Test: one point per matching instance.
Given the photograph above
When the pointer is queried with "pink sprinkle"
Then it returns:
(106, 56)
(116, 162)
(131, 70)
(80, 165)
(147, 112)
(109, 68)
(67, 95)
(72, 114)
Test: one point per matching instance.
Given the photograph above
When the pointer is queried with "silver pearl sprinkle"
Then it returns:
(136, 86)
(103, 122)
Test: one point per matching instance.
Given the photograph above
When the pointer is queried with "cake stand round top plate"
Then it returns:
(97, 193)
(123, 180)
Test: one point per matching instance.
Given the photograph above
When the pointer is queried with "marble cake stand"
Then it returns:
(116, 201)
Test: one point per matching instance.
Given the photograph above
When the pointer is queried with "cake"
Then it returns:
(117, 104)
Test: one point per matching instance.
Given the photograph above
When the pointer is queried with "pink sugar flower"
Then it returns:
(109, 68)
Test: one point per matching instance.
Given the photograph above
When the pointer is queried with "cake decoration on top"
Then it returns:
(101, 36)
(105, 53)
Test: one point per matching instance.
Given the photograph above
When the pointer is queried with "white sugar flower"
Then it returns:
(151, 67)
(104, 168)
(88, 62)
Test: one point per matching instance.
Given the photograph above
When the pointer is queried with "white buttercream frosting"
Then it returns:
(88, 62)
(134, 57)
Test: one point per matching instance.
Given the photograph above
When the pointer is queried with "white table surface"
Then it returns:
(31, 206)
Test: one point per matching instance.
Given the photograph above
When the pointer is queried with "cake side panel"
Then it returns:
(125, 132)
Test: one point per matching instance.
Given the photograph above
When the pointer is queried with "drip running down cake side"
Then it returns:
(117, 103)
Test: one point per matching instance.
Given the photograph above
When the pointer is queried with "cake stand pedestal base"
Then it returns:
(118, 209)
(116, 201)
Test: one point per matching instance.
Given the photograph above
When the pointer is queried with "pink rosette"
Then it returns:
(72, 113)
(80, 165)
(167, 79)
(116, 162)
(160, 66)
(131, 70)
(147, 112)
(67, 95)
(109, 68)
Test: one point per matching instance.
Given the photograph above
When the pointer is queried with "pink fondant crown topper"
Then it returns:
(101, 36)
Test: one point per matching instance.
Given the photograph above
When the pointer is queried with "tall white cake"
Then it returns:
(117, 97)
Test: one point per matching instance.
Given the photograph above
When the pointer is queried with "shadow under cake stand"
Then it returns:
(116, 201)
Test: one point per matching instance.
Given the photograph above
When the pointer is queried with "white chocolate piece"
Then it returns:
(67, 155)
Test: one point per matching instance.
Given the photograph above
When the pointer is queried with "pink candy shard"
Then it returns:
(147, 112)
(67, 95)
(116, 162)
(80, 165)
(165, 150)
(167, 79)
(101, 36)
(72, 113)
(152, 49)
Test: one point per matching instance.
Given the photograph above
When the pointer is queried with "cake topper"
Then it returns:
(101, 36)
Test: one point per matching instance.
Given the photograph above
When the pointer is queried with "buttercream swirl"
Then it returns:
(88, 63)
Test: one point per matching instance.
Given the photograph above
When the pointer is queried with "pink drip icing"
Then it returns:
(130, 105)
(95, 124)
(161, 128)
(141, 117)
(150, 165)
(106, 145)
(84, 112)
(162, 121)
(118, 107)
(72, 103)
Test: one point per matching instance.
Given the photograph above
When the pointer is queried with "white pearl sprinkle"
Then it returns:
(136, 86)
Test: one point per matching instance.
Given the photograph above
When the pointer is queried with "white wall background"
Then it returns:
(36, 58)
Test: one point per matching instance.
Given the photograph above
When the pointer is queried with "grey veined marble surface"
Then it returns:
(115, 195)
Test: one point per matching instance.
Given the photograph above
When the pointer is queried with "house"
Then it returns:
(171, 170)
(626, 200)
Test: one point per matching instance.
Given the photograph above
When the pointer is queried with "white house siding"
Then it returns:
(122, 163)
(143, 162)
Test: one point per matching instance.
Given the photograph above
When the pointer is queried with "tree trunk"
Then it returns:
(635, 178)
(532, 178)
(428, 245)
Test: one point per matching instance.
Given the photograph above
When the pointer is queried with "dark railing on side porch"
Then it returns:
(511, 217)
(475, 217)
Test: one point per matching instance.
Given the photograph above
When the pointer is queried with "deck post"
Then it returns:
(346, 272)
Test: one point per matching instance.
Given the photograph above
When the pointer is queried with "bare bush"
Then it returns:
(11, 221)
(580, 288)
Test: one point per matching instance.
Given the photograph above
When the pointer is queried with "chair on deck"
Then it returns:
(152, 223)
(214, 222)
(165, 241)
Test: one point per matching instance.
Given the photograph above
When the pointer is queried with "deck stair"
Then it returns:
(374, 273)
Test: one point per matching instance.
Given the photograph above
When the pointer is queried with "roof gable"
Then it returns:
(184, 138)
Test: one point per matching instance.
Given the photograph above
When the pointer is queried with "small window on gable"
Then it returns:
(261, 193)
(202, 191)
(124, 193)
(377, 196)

WORK TASK >> Search the material above for "side". Copy each line that has it.

RESULT FOR THIS TASK >>
When the pointer is queried with "cake side panel"
When the pointer is queried with "drip running down cake side"
When the pointer is queried with "dark railing on side porch"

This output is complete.